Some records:
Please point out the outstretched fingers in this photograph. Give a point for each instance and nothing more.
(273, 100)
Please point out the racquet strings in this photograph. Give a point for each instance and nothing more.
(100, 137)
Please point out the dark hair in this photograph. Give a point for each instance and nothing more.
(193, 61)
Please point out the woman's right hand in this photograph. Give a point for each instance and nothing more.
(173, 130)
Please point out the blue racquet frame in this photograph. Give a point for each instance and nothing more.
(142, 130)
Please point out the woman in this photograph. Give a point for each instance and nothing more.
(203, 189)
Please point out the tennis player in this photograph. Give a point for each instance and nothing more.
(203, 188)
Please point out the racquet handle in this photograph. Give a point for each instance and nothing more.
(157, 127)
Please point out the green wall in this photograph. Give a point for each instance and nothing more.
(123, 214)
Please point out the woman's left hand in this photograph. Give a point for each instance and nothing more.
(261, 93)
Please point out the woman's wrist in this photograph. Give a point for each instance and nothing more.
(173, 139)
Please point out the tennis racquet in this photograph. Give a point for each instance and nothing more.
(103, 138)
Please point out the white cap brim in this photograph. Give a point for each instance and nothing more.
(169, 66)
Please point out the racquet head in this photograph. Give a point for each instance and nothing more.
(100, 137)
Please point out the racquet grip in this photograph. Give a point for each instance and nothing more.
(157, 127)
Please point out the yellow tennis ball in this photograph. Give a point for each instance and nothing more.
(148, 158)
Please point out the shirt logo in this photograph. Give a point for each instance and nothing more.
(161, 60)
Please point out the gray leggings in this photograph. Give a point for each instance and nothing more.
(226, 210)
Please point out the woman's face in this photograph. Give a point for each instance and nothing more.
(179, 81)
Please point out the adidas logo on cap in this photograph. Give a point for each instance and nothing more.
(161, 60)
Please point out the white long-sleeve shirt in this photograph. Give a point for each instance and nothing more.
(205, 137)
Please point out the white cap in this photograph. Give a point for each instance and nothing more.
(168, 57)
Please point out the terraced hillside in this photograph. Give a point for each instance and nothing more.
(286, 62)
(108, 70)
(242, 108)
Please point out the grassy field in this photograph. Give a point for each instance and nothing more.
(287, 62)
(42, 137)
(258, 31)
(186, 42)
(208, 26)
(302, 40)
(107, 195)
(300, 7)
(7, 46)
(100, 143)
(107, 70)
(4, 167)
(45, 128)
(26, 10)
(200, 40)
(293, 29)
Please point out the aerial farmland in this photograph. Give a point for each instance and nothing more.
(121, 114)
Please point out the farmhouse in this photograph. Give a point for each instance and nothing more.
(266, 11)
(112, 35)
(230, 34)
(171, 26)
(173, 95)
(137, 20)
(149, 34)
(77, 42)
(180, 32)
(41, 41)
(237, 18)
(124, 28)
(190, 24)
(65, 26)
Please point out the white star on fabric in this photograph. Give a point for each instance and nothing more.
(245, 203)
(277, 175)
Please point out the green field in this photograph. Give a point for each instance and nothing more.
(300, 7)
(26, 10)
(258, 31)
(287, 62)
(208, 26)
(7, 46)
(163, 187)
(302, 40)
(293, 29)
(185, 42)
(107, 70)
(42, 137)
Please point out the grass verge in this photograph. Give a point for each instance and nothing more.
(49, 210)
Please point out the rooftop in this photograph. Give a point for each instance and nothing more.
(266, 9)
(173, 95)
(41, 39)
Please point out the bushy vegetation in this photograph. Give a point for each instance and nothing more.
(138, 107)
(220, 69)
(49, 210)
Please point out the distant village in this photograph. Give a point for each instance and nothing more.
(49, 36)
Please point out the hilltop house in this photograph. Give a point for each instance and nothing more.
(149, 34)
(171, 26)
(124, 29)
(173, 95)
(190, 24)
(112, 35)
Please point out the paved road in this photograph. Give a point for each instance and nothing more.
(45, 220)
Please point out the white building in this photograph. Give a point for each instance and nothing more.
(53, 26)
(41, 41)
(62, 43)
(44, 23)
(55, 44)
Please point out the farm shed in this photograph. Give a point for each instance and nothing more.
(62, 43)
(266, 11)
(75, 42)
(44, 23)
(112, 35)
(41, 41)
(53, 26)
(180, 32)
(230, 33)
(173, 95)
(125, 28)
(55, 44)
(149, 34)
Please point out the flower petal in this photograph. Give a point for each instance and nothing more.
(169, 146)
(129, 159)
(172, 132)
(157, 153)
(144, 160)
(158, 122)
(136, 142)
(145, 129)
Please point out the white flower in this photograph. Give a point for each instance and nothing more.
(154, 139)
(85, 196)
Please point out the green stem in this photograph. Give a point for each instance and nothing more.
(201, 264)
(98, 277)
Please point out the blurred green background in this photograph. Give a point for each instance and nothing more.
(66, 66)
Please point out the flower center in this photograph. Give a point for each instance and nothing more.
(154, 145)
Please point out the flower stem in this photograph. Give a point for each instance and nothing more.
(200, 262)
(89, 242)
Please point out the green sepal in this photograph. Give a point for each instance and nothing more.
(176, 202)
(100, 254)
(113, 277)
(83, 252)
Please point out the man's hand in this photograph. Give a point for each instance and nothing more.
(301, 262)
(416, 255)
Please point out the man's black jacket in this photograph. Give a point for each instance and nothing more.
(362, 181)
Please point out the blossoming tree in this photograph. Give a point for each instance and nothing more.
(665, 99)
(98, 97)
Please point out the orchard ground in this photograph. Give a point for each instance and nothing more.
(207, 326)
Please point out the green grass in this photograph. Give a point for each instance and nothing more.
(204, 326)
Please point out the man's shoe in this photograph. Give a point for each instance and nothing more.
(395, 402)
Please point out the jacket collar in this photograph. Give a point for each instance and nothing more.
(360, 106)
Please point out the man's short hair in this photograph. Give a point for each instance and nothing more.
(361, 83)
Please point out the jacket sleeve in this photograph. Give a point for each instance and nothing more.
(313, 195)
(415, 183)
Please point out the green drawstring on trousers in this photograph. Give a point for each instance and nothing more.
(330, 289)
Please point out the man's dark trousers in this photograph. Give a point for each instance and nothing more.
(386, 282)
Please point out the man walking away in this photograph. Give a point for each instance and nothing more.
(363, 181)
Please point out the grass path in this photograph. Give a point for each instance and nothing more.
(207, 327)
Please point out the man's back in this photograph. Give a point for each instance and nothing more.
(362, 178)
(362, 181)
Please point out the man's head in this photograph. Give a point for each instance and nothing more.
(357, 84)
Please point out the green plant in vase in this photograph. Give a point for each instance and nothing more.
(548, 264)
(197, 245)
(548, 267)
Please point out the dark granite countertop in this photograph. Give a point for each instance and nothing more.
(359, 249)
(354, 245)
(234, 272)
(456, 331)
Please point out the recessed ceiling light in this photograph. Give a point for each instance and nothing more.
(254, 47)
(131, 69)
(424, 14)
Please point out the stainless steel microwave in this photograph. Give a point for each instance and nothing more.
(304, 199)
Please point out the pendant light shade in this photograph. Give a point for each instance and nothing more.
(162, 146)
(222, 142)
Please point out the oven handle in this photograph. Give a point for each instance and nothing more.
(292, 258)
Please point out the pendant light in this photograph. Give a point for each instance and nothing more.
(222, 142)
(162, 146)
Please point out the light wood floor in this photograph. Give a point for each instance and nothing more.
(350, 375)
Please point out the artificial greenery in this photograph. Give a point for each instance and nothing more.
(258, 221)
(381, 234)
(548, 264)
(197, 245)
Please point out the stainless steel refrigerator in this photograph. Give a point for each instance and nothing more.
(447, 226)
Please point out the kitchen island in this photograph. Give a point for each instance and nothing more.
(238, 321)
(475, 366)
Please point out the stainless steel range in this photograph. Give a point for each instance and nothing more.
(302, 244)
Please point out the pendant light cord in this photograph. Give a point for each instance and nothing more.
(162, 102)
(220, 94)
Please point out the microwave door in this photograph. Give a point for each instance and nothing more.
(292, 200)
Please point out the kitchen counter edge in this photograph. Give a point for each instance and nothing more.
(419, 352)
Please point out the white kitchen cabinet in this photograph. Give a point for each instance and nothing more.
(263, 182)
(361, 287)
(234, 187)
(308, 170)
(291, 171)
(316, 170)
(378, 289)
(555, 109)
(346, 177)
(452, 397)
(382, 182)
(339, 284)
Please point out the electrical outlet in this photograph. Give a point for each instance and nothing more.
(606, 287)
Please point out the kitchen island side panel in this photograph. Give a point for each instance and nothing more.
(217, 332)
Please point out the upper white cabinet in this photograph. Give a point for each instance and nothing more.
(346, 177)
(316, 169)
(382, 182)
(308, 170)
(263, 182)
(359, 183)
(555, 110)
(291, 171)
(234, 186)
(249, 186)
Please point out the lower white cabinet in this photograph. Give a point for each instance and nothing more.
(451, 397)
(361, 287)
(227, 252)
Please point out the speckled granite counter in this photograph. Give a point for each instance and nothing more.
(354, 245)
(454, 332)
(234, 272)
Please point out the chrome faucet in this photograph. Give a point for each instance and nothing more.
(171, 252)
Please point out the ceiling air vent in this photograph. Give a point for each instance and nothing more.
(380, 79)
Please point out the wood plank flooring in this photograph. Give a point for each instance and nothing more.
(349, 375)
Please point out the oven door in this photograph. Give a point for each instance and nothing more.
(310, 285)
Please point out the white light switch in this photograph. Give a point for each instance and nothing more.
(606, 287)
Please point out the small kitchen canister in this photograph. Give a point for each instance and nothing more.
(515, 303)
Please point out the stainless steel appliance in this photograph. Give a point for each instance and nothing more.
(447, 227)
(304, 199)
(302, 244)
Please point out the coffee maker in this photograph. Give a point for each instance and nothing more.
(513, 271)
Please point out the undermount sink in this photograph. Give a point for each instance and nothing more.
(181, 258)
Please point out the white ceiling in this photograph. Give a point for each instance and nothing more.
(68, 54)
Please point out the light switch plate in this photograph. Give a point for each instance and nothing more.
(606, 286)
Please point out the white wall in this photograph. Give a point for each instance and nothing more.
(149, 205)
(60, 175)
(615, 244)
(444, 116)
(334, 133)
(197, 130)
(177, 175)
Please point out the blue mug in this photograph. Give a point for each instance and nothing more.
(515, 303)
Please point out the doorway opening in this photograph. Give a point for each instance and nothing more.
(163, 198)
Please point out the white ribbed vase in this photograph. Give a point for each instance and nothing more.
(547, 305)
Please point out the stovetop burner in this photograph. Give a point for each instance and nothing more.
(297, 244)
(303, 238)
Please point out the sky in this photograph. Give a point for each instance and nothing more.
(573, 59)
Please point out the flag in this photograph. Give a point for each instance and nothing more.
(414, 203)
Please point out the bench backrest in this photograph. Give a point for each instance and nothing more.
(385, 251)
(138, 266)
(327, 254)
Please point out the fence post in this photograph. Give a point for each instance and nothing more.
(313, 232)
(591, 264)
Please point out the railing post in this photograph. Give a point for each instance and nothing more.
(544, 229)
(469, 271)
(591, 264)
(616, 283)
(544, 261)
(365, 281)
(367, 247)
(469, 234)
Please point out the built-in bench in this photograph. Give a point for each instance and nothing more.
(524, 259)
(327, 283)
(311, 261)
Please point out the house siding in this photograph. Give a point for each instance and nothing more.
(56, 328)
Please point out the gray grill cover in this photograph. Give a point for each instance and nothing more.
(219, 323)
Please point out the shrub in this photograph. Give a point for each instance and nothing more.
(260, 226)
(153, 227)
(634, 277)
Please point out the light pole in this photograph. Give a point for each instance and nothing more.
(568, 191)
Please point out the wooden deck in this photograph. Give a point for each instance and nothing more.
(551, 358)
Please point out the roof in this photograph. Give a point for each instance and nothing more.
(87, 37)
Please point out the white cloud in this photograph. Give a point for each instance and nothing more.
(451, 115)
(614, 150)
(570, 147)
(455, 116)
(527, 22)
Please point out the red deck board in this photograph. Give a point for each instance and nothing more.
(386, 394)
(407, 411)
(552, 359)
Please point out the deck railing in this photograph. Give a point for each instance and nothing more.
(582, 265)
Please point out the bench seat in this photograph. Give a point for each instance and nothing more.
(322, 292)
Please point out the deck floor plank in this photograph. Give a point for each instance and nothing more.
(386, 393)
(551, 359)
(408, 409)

Exercise prompt: Emit verbatim the lines running from the one with "Please point out the gray grill" through the last line of the data, both endpoints inclusive.

Result:
Please point out the gray grill cover in this photograph. Give a point for each instance and nothing more.
(219, 323)
Please point out the shrub in this photograph. Give a point for each instance and nothing more.
(260, 226)
(153, 227)
(634, 277)
Please point out the light pole in this photograph. Give a point for each instance and nothing more.
(568, 191)
Please point out the wooden deck in this photograph. Give a point for each instance and nothing more.
(551, 358)
Please point out the roof in this photograph. Give a point for each instance and nothing more.
(87, 37)
Please point out the white cloud in this photograph. Give a point for each instance and nothing more.
(451, 115)
(614, 150)
(570, 147)
(455, 116)
(527, 22)
Please point out the red deck board in this photograph. Give a point for each instance and nothing more.
(386, 394)
(407, 411)
(552, 359)
Please point out the deck railing in this photograph. Give a point for each instance and nothing more.
(582, 265)
Please point out the bench seat in this photograph. Give a point for each instance and nothing more.
(322, 292)
Please point out the deck floor plank in this photograph. Give a point for each instance and nothing more.
(386, 393)
(551, 359)
(408, 409)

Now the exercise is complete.